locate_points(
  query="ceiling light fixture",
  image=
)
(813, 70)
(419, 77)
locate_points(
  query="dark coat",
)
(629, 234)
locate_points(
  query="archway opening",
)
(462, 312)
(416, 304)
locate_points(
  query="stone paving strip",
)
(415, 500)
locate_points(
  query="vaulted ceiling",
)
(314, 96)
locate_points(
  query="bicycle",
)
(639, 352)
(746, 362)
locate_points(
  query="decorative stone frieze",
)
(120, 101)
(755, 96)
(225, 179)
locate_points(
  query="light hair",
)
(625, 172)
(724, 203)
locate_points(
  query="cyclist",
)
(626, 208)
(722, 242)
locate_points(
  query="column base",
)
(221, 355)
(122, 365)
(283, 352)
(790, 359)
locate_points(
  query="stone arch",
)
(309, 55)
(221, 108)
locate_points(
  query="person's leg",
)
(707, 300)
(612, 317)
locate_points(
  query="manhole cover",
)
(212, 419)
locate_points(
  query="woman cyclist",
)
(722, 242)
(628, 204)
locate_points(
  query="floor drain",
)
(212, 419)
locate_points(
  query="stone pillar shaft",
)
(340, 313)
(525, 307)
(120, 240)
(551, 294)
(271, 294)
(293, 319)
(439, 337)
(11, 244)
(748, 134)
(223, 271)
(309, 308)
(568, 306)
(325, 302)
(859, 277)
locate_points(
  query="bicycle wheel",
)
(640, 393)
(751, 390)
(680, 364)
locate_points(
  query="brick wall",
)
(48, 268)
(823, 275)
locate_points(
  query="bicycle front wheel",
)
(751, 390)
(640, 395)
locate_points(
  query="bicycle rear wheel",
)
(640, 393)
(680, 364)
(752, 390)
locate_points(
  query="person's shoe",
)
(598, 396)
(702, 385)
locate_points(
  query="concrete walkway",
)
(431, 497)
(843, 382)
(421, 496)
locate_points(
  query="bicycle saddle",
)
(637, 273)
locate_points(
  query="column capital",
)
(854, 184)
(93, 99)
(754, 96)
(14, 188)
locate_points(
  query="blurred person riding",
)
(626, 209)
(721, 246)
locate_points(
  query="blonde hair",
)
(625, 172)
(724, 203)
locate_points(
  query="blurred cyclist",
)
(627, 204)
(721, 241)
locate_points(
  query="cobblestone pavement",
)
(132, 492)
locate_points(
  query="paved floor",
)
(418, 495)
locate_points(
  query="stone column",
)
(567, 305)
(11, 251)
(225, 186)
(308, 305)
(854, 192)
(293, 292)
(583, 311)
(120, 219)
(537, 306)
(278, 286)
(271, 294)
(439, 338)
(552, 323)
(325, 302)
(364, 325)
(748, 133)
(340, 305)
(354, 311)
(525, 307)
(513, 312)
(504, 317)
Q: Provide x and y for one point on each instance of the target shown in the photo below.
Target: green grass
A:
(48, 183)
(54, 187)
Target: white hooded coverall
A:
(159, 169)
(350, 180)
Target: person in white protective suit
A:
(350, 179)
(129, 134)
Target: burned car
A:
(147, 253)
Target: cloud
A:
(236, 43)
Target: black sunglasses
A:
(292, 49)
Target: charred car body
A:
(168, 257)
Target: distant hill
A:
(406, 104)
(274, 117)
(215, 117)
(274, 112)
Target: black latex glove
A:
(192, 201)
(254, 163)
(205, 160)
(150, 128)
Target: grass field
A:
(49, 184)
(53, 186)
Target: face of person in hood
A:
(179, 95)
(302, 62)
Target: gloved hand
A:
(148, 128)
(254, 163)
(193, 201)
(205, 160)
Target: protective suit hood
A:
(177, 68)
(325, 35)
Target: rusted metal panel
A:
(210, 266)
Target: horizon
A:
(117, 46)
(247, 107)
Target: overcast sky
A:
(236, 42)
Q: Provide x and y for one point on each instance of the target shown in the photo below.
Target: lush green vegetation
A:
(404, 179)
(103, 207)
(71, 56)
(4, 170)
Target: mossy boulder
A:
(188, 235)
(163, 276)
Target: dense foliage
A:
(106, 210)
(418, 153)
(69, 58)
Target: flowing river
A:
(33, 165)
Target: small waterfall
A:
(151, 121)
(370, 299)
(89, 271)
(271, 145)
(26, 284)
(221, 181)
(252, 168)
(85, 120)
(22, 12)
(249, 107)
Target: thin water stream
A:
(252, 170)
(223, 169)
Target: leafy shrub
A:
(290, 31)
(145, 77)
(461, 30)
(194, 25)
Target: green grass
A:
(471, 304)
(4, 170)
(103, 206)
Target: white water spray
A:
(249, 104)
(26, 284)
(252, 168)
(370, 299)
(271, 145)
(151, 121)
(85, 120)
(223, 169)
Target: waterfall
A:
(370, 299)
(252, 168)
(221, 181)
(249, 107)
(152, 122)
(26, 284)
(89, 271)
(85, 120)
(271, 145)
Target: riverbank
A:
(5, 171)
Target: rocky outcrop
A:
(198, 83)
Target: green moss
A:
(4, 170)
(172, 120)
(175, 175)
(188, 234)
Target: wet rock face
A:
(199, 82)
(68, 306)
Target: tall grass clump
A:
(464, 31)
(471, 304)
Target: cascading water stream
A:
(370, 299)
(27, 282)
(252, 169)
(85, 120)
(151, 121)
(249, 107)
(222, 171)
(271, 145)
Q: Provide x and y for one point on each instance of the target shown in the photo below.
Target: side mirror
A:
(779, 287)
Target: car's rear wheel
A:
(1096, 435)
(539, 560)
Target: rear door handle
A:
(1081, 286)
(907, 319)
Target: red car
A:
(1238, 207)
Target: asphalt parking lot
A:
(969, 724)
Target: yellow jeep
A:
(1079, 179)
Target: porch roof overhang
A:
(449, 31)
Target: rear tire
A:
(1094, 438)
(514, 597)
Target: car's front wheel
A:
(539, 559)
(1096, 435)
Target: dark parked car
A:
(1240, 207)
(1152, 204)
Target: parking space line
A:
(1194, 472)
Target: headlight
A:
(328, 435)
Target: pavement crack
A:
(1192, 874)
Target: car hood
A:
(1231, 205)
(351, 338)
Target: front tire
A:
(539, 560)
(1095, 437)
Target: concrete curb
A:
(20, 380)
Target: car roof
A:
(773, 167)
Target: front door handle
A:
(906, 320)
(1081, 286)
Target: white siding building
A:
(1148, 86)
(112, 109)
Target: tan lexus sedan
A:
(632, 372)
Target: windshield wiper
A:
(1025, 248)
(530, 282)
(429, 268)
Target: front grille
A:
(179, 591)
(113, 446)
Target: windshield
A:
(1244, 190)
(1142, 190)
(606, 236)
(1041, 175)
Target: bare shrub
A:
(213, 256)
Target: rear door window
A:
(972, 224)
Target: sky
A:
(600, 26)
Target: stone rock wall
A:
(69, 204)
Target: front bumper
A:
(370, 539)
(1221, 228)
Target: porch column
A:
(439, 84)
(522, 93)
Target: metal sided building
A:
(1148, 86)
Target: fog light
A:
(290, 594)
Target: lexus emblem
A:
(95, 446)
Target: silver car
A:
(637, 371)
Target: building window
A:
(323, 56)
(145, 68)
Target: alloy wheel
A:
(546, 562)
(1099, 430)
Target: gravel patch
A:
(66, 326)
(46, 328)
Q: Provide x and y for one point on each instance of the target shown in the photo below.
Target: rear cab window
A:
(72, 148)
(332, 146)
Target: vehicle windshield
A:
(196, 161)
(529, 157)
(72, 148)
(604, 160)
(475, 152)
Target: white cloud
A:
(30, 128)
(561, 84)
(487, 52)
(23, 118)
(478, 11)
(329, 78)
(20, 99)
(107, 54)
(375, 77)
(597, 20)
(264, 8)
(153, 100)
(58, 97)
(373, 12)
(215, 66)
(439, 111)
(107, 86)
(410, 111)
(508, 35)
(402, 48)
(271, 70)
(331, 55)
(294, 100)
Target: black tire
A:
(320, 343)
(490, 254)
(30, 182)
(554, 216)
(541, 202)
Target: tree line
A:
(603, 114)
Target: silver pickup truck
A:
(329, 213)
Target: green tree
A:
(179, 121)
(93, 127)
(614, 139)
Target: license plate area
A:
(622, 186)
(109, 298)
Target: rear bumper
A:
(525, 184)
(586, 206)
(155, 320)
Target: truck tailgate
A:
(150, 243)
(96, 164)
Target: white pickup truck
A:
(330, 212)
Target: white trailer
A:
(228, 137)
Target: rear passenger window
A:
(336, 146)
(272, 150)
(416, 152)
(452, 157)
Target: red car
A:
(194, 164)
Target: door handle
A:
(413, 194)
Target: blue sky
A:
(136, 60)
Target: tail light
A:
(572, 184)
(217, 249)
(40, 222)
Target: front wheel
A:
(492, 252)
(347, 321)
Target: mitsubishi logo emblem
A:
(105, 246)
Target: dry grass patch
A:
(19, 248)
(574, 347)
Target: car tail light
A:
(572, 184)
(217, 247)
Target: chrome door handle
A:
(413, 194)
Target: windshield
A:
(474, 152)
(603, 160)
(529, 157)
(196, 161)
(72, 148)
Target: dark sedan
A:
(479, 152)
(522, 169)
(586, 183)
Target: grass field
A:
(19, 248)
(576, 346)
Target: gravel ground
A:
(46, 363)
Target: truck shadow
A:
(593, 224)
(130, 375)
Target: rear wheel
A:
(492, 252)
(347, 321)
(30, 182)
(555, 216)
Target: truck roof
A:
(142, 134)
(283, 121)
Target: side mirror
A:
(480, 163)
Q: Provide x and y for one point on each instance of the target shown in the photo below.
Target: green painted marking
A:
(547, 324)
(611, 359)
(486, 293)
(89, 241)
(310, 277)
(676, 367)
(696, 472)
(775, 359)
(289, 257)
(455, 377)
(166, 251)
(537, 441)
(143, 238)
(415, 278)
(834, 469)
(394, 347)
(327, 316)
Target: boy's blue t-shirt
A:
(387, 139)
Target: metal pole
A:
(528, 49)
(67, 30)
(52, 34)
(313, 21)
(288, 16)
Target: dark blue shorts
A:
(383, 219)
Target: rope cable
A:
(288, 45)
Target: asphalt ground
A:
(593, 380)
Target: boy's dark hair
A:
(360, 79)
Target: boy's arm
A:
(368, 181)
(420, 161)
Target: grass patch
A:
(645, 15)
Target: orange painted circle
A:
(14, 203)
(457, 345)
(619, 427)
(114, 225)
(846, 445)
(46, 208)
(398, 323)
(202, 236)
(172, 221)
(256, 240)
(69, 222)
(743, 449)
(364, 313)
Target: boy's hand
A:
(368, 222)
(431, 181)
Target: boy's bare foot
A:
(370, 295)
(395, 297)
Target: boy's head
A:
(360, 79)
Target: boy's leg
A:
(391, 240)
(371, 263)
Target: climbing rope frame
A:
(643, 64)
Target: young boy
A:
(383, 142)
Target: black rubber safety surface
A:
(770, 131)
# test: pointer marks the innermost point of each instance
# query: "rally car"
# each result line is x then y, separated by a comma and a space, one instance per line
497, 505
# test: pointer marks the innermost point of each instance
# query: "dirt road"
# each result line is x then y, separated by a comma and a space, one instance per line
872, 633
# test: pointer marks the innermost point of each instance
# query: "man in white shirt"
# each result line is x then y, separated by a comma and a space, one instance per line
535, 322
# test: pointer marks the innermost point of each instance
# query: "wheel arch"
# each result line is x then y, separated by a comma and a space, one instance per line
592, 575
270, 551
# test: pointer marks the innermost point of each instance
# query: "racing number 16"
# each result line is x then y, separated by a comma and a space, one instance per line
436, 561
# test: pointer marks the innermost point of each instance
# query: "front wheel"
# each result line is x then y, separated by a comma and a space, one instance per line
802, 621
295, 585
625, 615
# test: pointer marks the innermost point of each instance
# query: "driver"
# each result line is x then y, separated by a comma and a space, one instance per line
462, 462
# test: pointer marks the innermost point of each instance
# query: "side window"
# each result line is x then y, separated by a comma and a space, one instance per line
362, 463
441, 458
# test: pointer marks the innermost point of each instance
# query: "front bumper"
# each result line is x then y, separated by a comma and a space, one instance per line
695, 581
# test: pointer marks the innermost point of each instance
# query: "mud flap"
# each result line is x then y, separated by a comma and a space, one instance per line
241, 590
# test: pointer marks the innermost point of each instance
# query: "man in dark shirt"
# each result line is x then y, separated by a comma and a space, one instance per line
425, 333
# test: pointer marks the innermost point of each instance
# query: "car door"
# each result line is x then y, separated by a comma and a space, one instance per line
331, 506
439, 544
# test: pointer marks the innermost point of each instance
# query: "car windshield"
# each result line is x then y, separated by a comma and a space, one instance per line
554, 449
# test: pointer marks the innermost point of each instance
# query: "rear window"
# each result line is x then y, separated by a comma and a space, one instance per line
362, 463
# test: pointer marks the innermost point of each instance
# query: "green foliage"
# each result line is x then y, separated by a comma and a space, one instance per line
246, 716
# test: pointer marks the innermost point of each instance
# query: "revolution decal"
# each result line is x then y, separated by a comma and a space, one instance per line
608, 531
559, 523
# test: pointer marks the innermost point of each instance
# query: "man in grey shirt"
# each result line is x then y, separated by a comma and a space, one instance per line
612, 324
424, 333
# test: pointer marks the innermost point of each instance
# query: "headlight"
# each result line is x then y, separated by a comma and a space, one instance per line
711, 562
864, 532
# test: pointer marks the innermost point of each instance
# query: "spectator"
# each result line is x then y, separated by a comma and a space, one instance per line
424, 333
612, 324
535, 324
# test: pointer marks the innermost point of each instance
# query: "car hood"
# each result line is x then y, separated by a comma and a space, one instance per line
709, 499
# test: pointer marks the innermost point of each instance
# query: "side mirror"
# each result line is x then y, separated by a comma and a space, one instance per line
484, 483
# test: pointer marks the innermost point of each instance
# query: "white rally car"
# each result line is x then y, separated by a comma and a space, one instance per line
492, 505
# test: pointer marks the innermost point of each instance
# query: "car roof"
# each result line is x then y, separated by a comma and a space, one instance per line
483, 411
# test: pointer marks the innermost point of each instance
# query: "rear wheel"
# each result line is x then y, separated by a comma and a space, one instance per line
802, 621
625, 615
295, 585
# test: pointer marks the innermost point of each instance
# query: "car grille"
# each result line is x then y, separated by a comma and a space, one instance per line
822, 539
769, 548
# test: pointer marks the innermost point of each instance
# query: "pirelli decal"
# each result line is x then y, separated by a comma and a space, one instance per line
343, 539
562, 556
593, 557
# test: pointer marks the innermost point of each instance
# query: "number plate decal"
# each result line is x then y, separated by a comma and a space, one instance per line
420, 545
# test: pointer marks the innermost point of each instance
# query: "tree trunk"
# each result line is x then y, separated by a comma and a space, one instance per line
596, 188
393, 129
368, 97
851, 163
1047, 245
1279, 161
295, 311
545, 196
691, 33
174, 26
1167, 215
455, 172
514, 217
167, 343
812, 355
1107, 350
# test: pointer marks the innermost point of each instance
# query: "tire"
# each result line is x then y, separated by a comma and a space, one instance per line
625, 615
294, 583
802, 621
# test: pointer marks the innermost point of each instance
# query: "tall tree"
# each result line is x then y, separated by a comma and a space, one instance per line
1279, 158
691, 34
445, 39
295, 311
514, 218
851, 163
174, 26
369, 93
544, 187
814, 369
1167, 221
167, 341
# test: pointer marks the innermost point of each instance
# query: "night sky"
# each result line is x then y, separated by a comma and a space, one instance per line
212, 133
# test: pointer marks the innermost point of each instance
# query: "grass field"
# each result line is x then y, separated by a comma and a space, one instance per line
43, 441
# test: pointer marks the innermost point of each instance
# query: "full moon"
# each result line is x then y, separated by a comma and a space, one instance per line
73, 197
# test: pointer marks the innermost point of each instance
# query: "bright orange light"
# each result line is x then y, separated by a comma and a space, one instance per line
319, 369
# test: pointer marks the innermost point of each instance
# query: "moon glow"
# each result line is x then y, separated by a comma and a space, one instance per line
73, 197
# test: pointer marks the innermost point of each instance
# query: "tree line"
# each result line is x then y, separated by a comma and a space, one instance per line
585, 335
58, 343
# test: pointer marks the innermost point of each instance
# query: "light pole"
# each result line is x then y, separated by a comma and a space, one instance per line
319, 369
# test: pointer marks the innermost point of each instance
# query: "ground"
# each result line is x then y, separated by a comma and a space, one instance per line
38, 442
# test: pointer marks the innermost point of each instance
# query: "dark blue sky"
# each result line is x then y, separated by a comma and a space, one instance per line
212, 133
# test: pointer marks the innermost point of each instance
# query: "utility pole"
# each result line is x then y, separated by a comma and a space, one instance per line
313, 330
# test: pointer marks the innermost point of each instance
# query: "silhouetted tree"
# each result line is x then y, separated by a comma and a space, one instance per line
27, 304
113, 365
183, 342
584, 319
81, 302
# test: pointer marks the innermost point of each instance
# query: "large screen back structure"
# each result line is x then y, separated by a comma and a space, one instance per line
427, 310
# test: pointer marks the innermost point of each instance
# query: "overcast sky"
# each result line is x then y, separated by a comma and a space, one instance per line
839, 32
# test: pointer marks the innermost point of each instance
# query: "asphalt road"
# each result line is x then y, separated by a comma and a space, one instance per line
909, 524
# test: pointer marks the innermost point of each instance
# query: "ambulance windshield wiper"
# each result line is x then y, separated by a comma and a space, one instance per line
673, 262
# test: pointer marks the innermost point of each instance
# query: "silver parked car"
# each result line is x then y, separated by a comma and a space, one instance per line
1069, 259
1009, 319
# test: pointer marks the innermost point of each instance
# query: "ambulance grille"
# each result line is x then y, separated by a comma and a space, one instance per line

──────────

§ Requirements
List every line above that contains the word "emblem", matching case exactly.

§ Solution below
Target: lexus emblem
Target: mitsubishi logo emblem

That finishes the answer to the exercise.